(Region annotation entries)
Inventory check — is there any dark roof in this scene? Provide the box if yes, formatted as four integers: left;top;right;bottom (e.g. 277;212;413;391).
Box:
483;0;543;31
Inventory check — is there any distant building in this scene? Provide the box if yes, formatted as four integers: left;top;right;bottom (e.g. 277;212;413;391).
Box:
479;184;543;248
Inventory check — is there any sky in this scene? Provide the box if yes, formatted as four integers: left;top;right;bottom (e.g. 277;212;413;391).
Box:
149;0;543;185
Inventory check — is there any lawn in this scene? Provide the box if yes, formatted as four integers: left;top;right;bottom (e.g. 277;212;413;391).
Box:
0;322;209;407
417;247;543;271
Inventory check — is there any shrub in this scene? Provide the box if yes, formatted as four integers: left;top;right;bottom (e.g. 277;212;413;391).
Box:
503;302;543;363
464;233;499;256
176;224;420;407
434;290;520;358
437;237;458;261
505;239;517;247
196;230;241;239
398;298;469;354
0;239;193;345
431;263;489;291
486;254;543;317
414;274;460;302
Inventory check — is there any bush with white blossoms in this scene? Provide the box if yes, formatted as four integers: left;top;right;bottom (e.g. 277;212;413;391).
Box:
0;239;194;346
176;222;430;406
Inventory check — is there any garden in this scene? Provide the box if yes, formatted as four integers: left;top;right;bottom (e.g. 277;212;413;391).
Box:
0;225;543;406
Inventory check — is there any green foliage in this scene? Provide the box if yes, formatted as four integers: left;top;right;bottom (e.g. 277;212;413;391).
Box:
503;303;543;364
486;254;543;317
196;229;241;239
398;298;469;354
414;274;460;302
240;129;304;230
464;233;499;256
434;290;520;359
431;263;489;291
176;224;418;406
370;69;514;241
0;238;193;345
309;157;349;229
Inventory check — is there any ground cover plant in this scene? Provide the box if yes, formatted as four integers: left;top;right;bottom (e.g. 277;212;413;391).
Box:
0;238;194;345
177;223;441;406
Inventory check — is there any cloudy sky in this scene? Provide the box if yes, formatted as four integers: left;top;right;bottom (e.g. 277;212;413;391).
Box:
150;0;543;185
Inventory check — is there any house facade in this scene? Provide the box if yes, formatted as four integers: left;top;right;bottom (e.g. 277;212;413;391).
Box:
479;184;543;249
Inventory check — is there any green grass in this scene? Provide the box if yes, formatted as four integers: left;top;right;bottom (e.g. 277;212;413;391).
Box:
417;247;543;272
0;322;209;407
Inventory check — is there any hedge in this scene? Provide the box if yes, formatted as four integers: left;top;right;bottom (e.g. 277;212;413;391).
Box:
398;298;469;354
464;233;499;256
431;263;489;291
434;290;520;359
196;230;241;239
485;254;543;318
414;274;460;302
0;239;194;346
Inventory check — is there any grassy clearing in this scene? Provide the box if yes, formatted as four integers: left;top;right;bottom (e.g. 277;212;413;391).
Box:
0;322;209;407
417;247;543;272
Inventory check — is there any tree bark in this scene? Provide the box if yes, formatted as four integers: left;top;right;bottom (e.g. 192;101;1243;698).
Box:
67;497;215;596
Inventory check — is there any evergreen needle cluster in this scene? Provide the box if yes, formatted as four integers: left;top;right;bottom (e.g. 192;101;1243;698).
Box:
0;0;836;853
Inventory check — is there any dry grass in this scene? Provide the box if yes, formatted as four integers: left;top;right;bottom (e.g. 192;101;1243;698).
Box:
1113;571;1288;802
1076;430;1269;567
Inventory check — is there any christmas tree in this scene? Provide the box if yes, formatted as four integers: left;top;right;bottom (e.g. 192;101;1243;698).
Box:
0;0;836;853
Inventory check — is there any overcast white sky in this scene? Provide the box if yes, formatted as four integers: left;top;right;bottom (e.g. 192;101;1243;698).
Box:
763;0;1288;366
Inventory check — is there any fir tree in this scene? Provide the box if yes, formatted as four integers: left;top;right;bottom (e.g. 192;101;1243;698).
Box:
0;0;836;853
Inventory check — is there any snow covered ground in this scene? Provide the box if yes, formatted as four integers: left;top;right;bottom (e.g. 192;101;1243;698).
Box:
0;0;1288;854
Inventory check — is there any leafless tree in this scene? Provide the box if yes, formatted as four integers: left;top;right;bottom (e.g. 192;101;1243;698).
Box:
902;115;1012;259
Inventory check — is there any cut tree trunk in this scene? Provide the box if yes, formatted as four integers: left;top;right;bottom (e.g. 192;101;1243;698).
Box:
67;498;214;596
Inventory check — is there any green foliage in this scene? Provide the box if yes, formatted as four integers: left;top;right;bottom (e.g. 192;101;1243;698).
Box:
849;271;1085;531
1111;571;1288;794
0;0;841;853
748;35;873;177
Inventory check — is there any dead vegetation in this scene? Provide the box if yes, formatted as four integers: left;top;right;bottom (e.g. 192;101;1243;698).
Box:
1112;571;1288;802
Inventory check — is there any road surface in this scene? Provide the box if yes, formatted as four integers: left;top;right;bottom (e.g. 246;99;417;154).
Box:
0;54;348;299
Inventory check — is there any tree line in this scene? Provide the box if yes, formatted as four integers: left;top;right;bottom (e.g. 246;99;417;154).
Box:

## Instruction
Please rescale everything from the start of the rows down to the line containing "483;0;543;31", repeating those lines with their requests. Multiply each box coordinate in the answers by 1.65, round to whole numbers with halves going up, and leave the numbers in the requests unchanged.

## Reply
Inventory check — is there any dark roof in this scene? Provide the box if yes, formatted as four integers: left;top;right;bottom (e.g. 277;212;413;391).
Box:
797;0;896;51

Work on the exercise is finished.